**GIVEN REQUEST 1**
List each line of the records that contains the string "white", and treat uppercase and lowercase letters as different.

**SELECTED EXTRACT**
>> begin

Remnants of the performance

Remnants of the performance (Photo: Conor O’Brien)

The objects displayed in the Microscope Gallery are the remnants of Baeur’s performance/“translation”: three large, abstract “Eye-O-Grams” made by applying the aforementioned materials on fiber paper, four excerpts from the novel written on fiber paper from which the performers read (the ink now smeared and the text distorted), film reels of the artist’s eyes which were projected during the performance, a sound recording, and a wine glass filled with a mixture of champagne and the artist’s urine. The latter object is one of the more literal translations of the text, inspired by a segment in which a character named Sir Edmund explains Catholic symbolism: “And as for the wine they put in the chalice, the ecclesiastics say it is the blood of Christ, but they are obviously mistaken. If they really thought it was blood, they would use red wine, but since they employ only white wine, they are showing that at the bottom of their hearts, they are quite aware that it is urine.” [3] Bataille mocks the Catholic doctrine of transubstantiation, but also uses this doctrine to elucidate one of his techniques. The imagery in the Bataille’s work slides between forms: eyes become eggs become breasts become testicles; urine becomes sunlight becomes yolk becomes milk becomes semen becomes tears. The novel dwells in this world of shifting forms, and the elements of the “continuous existence” (which opposes the “discontinuous existence”) revealed by the association and transubstantiation of distinct yet similar forms.

An “Eye-O-Gram”

An “Eye-O-Gram” (Photo: Conor O’Brien)

>> end

**THE INPUT**
>> begin

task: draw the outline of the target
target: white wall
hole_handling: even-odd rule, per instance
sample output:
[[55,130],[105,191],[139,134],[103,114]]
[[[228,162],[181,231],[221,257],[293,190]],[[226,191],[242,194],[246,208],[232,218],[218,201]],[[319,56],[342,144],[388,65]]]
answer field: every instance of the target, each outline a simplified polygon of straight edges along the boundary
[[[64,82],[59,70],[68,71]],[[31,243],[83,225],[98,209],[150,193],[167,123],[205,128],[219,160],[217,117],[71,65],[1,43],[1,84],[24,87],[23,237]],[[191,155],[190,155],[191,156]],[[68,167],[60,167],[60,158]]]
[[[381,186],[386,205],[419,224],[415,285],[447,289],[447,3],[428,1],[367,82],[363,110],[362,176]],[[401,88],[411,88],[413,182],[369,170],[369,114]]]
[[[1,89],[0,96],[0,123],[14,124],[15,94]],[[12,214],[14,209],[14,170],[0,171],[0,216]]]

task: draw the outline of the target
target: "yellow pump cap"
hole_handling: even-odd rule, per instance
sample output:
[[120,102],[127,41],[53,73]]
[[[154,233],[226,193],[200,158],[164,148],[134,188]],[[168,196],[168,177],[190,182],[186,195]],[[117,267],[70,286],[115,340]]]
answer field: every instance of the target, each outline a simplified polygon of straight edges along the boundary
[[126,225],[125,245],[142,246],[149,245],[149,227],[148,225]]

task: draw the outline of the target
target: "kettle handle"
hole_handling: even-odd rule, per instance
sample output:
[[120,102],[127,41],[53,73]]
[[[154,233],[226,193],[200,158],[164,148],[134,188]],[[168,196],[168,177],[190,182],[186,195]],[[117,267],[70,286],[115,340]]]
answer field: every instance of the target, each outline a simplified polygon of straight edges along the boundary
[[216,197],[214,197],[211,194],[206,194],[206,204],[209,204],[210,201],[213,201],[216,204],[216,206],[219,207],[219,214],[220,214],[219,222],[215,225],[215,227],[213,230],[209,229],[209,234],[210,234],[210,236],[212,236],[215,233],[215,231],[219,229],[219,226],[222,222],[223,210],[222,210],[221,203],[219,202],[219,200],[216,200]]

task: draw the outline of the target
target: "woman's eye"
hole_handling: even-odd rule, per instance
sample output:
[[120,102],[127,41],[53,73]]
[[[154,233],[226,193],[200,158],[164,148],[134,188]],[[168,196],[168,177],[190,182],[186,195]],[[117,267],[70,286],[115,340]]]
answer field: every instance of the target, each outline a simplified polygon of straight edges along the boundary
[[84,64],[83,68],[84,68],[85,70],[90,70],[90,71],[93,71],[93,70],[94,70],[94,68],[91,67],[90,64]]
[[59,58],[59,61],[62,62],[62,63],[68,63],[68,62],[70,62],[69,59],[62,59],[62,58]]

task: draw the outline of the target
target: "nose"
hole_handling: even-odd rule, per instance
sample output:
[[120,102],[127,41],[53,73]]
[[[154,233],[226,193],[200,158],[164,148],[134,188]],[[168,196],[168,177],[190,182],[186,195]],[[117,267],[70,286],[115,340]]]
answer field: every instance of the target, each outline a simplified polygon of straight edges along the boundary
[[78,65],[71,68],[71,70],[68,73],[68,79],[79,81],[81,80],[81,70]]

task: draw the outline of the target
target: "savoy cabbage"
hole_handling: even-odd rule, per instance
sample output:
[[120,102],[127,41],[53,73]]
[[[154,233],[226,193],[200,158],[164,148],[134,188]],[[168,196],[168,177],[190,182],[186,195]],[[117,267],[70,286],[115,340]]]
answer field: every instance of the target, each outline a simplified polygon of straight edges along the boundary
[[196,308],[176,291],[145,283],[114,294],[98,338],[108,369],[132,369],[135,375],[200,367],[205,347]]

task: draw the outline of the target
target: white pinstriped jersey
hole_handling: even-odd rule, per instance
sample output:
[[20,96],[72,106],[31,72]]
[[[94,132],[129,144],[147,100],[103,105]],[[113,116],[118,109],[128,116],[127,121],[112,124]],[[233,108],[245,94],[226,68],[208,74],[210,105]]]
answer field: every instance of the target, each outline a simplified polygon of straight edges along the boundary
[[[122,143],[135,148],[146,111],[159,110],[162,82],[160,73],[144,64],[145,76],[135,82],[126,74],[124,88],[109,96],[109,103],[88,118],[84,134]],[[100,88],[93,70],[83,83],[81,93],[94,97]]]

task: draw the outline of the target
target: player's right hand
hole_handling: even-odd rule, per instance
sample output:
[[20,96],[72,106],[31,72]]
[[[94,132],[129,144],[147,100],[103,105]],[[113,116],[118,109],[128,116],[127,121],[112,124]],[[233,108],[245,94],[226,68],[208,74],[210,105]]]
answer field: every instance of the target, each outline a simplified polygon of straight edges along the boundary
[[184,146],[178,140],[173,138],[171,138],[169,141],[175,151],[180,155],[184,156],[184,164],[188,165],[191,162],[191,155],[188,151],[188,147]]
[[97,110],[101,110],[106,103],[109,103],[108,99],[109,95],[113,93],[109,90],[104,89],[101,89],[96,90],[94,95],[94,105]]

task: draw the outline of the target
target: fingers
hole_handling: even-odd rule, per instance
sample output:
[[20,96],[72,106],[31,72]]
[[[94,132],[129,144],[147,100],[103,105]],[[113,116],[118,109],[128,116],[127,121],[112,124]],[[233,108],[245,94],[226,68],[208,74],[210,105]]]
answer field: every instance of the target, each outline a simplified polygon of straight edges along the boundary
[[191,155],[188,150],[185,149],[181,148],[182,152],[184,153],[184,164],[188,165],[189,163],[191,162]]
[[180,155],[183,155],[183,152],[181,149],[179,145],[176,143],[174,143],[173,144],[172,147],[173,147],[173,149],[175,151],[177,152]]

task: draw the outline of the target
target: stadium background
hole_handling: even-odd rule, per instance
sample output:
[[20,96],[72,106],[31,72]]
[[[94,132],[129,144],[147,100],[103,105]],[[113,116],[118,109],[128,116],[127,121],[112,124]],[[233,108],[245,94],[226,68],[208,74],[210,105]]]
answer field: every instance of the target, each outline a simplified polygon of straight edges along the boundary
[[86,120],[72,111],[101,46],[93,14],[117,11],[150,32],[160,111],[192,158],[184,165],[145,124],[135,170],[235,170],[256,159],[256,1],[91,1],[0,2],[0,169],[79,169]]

>> end

**GIVEN REQUEST 2**
Carry on the gallery text about the performance remnants, starting right after its last sentence.

**EXERCISE RESULT 1**
target: white wall
target: white pinstriped jersey

**EXERCISE RESULT 2**
Bauer’s “Eye-O-Grams” are adaptations of this technique: like Bataille, Bauer forces associations between eggs, milk, wine, and urine within the confined space of the page. The difference is, with Bauer’s work, these objects are translated from the linguistic to the material. A major example of linguistic association in Bataille is his comparison of the French words oeil and oeuf (eye and egg), brought into association with each other because of their similar spelling and sound (it is not coincidental that the objects they refer are also similar in shape and color). The linguistic association (metaphor, pun, etc.) is meant to contain both words equally, without giving either component dominance. With Bauer’s material association, the effect is similar: the substance in the glass is both wine and urine, not one thing or another and not one thing standing in for another thing; the two substances are indistinguishably combined. The result is like the unconscious association surfacing on the level of material reality, transgressing the realm of the psychologically/symbolically resonant to that of the physically blunt: an upheaval akin to Simone’s fantasies.

Four excerpts from the novel read during performance

Four excerpts from the novel read during performance (Photo: Conor O’Brien)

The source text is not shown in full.